STATED PROBLEM: Rewrite the material as a Markdown table with the columns "Row" and "Text": give each line its own numbered row and leave out blank lines. Begin at the line that contains "Where can the bare" and go through the end of the material.

Records from a point-labeling set:
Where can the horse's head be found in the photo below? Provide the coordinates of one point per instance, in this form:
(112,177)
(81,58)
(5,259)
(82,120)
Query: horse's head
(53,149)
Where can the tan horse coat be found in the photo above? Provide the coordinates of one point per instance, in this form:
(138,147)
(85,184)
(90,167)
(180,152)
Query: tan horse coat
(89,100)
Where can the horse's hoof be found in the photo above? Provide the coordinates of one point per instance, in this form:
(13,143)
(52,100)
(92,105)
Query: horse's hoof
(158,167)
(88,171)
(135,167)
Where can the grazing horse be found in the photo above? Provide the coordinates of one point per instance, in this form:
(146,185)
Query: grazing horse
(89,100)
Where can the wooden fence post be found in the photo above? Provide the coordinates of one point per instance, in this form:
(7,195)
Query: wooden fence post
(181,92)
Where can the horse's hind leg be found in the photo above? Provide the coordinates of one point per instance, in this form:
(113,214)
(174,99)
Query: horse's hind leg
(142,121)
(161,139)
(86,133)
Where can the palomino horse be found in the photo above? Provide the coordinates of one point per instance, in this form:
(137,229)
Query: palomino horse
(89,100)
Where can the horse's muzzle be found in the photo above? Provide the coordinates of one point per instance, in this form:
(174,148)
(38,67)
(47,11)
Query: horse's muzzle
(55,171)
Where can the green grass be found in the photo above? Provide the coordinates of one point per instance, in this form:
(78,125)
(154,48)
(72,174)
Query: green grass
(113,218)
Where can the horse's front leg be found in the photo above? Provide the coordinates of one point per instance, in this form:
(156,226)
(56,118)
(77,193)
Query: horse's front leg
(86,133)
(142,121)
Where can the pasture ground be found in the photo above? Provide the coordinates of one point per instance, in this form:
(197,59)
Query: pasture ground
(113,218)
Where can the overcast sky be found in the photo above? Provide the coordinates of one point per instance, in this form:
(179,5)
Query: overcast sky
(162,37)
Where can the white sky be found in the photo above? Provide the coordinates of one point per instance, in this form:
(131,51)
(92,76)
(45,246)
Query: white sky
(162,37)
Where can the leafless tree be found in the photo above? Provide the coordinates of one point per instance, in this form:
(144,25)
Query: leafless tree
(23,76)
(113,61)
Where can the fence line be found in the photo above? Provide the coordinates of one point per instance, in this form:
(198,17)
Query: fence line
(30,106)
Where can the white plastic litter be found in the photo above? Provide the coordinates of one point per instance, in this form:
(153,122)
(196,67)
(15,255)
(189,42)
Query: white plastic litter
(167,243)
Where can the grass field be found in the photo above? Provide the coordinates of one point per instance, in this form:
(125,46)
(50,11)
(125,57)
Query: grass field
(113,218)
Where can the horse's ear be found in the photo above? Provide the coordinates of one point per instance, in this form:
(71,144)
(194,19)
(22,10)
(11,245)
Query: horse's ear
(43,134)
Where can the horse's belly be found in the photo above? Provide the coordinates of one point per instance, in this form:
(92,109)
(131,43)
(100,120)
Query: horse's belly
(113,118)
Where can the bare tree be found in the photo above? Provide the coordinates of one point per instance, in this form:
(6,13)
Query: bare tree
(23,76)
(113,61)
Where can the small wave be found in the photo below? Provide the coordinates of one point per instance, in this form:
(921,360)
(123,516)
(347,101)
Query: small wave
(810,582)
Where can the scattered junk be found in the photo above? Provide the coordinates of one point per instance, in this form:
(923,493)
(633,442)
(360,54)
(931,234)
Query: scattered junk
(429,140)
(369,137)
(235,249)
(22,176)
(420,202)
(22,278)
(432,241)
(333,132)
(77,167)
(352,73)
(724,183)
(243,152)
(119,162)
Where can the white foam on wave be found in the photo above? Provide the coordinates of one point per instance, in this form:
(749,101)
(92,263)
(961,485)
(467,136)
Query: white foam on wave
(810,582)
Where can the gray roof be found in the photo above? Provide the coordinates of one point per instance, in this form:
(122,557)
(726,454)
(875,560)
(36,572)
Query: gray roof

RESULT BELOW:
| Row | Text |
|---|---|
| 1 | Where can the bare tree be found in the photo above? Provide the coordinates of one point per instance, in this form: |
| 2 | (6,13) |
| 3 | Query: bare tree |
| 4 | (23,76) |
| 5 | (113,61) |
| 6 | Where can the small wave be found in the photo below? Provide the coordinates of one point per instance, in this form: |
| 7 | (921,360) |
| 8 | (123,516) |
| 9 | (347,101) |
| 10 | Query: small wave |
| 11 | (810,582) |
| 12 | Where can the scattered junk be found in the photo above? Provide the coordinates of one point per instance, in this form: |
| 13 | (923,493) |
| 14 | (633,442) |
| 15 | (360,54) |
| 16 | (931,234) |
| 17 | Query: scattered junk |
| 18 | (429,140) |
| 19 | (369,137) |
| 20 | (235,249) |
| 21 | (22,176) |
| 22 | (420,202) |
| 23 | (22,278) |
| 24 | (432,241) |
| 25 | (333,132) |
| 26 | (77,167) |
| 27 | (352,73) |
| 28 | (724,183) |
| 29 | (243,152) |
| 30 | (119,162) |
| 31 | Where can the white foam on wave be found in the photo above? Provide the coordinates of one point per instance, in this form: |
| 32 | (749,101) |
| 33 | (92,263) |
| 34 | (961,485) |
| 35 | (467,136) |
| 36 | Query: white foam on wave |
| 37 | (810,582) |
| 38 | Where can the gray roof be found in the photo above? Provide the coordinates of one point per instance, in this form: |
| 39 | (122,557) |
| 40 | (726,454) |
| 41 | (875,560) |
| 42 | (36,572) |
| 43 | Query: gray roof |